### WHAT IS BEING ASKED:
Return each line of the data below exactly, omitting any pictures.

### RECORDS FOR THIS EXERCISE ###

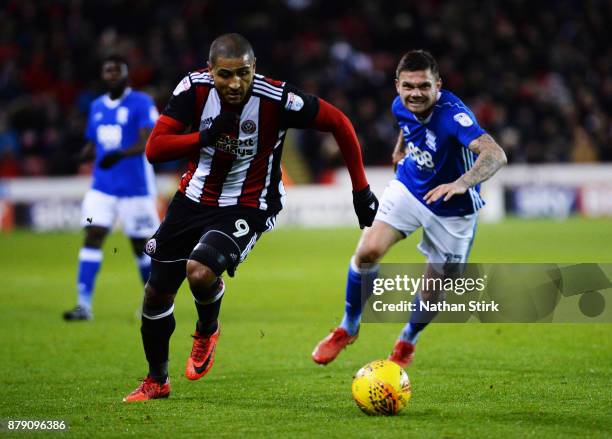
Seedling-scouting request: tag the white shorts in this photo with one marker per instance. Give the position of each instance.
(445, 238)
(138, 215)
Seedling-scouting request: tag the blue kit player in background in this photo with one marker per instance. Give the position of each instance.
(441, 157)
(123, 185)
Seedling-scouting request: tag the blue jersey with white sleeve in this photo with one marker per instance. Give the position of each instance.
(437, 152)
(115, 125)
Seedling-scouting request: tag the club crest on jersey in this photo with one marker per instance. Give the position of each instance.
(463, 119)
(122, 115)
(294, 102)
(248, 127)
(182, 86)
(151, 246)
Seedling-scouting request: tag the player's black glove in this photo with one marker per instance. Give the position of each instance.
(226, 122)
(366, 205)
(110, 159)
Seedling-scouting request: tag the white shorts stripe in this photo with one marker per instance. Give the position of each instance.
(90, 254)
(159, 316)
(265, 87)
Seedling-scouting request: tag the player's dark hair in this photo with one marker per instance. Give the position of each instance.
(417, 60)
(113, 57)
(230, 46)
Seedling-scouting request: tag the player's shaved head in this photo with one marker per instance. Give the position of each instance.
(416, 60)
(230, 46)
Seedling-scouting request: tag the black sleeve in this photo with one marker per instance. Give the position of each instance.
(181, 103)
(299, 109)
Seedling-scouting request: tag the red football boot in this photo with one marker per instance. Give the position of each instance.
(402, 354)
(149, 389)
(202, 355)
(329, 348)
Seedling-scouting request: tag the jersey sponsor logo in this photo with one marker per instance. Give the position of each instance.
(248, 127)
(237, 147)
(109, 136)
(206, 123)
(182, 86)
(430, 140)
(294, 102)
(122, 115)
(151, 246)
(463, 119)
(423, 159)
(153, 114)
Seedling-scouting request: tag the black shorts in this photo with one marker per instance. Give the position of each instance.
(187, 221)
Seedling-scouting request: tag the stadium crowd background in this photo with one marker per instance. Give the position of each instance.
(538, 75)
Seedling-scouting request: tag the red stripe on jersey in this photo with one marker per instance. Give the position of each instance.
(201, 96)
(201, 93)
(255, 181)
(188, 175)
(221, 164)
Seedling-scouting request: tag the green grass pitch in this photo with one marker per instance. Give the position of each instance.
(475, 380)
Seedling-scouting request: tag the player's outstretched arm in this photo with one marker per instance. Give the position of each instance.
(168, 142)
(491, 157)
(331, 119)
(87, 153)
(399, 152)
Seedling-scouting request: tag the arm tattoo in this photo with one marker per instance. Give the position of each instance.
(490, 158)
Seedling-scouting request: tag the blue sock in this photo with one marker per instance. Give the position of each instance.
(353, 305)
(144, 266)
(90, 260)
(419, 319)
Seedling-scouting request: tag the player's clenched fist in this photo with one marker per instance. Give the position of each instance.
(366, 205)
(226, 122)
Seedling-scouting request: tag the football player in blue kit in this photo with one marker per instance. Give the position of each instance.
(441, 157)
(123, 184)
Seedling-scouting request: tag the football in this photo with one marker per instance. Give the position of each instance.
(381, 388)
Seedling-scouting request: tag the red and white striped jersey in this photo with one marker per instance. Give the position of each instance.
(243, 168)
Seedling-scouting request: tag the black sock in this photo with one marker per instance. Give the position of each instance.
(208, 313)
(156, 341)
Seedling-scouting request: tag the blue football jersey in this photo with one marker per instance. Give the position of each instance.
(437, 152)
(115, 125)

###

### TASK RESPONSE:
Seedling-scouting request: tag the white shorts in this photo with one marker per instance. Give the position of each instance.
(445, 238)
(138, 215)
Seedling-scouting request: tag the blue kit player in background in this photo with one marker per instance. Give the position of each instance.
(441, 157)
(123, 185)
Seedling-scouting request: tag the blue jersey with white sleeve in this photo with one marker per instance. Give the position of each instance.
(437, 152)
(115, 125)
Seedling-scouting request: tag the club crest on jersey in this photo with one marker per instance. Give the position of each instance.
(463, 119)
(122, 115)
(294, 102)
(248, 127)
(182, 86)
(151, 246)
Seedling-scouting request: tag the player's black glove in this photo with one marker per instance. Give the position of each instance.
(226, 122)
(366, 205)
(110, 159)
Seedling-scouting request: tag the white shorts stripe in this photo with one marker per instance. Give the position of each instance.
(90, 254)
(159, 316)
(265, 87)
Seedling-scouting request: tag the player's dark hair in this photo with one marker per instance. Give the position of each instance.
(417, 60)
(113, 57)
(230, 46)
Seedling-scouting request: tag the player's shaved head in this photo with one marker per instance. Give the position of each instance.
(416, 60)
(230, 46)
Seedling-scouting request: tag the black sleeve in this photo with one marker per instance. Give the position of each instance.
(181, 103)
(299, 109)
Seedling-scouting request: tag the red football boot in this photo with one marker per instance. Give the position of each instance.
(402, 354)
(149, 389)
(202, 355)
(329, 348)
Seedling-scouting request: tag the jersey sponsor logo in this photo with one marker per instance. Give the position of each instance.
(248, 127)
(237, 147)
(109, 136)
(206, 123)
(182, 86)
(430, 140)
(294, 102)
(122, 115)
(151, 246)
(463, 119)
(423, 159)
(153, 114)
Seedling-scouting request: tag the black shorts in this photo with one marker per instance. Give the position of each instance.
(187, 221)
Seedling-scouting request: tag the stadium crowd background in this photo with one marker per instance. Give the position of each instance.
(538, 75)
Seedling-scouting request: tag the red stripe on jersey in this photo with one marker per instance. Give the position of each instance.
(201, 96)
(201, 93)
(255, 181)
(188, 175)
(221, 164)
Seedling-scouting request: tag the green grass pitch in this photo with one marker per instance. Give the position of each instance.
(475, 380)
Seedling-scouting request: tag the player's outstretched arm in this photo with one marker per instance. Give the position of each instance.
(168, 142)
(491, 157)
(331, 119)
(87, 153)
(399, 152)
Seedling-scouting request: tag the arm tattoo in this photo with one marker per instance. Give the position of each instance.
(490, 158)
Seedling-scouting request: tag the blue sock in this photo with one marker per instance. Give the position of each instance.
(353, 305)
(144, 266)
(90, 260)
(419, 319)
Seedling-scouting request: tag the player's clenched fist in this photo with one marker per instance. Give the position of each instance.
(366, 205)
(226, 122)
Seedling-scouting request: tag the football player in blue kit in this photo with one marker per instance. Give the position of each instance.
(441, 157)
(123, 184)
Seedling-scouting request: tag the football in this photo with one marker per instance. Give the position of each instance.
(381, 388)
Seedling-scouting request: tag the red and white striped jersey in this photo with one marker per instance. Give the position of each instance.
(243, 168)
Seedling-scouting request: tag the black sock in this photo with one marker per instance. Give the position of each instance.
(208, 313)
(156, 341)
Seedling-scouting request: tag the blue football jersey in this photo with one marker per instance. Give the position of each instance.
(437, 152)
(115, 125)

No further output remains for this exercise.